▶ **AIM**: Please give the lines from the start through the one with "[[427, 601], [500, 902]]" again, swapping "disc" for "circle" and keeping everything else the same.

▶ **DATA TO USE**:
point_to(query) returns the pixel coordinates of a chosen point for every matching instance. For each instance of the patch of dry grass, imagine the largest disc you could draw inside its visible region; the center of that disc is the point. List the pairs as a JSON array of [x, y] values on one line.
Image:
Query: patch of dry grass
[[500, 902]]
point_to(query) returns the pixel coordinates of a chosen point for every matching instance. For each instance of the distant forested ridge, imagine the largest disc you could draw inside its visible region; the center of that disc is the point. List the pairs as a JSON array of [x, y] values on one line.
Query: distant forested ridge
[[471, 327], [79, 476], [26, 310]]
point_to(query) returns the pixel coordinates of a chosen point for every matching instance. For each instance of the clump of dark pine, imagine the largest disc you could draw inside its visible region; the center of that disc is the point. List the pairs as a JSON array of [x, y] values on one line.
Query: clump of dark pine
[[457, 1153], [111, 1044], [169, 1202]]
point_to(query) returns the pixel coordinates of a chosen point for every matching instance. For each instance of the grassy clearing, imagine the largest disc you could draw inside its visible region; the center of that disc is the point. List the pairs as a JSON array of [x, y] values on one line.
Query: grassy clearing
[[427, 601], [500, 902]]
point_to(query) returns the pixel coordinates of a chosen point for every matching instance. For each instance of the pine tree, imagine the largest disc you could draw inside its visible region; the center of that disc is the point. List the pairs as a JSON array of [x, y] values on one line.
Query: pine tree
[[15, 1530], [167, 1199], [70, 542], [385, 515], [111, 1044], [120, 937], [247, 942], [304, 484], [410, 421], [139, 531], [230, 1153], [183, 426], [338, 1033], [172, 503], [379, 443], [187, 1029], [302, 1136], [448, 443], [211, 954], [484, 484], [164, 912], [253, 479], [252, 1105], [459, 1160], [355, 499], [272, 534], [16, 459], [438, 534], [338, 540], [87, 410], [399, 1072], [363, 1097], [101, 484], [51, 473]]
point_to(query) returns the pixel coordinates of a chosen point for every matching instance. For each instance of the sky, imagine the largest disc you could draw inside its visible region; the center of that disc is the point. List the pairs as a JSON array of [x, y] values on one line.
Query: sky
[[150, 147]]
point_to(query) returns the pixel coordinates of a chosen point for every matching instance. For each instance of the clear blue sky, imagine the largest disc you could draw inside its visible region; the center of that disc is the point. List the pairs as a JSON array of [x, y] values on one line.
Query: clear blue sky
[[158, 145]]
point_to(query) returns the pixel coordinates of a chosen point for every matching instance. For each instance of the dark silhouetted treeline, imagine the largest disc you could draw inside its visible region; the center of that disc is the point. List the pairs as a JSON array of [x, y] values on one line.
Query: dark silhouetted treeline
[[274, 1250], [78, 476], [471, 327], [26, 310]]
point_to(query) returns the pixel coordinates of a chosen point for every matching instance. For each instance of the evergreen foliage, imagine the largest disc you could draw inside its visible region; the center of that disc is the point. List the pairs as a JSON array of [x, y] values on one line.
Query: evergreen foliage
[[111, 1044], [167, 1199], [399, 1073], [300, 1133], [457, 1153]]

▶ **THE RESPONSE**:
point_to(query) returns the pixel coordinates of a chosen point for every matching instance. For each instance of the patch of dry grass, imagine the largest circle you could draw inside its visible region; the center of that circle is the point. List the pairs as a JSON array of [x, y] values on one line.
Image:
Query: patch of dry grass
[[500, 902]]
point_to(query) returns the pixel coordinates of a chosen point for every matching instance. For each instance of the distant forested ridge, imagine the largest circle you could draw inside its visible region; the center of that circle is the point. List the pairs as a JSON array of [x, y] values on one line.
Query: distant forested ridge
[[471, 327], [79, 476], [26, 310]]
point_to(query) returns the pixel coordinates of a chosen point for every matching instance. For each instance of the clump of dark pine, imagine the largest circle you could draw inside its visible region; the center of that circle is the point. List the pairs as a JSON array of [x, y] values on one line.
Query: clump of dark pine
[[457, 1153], [111, 1044], [169, 1202]]
point_to(query) returns the pixel coordinates of a chosen point for every matching instance. For each instance of the grassy clearing, imagine the largest circle you could draw inside its visible region; the center of that circle is the point. List the pairs as a JSON array of [x, y] values on one line.
Query: grassy clearing
[[427, 601], [500, 902]]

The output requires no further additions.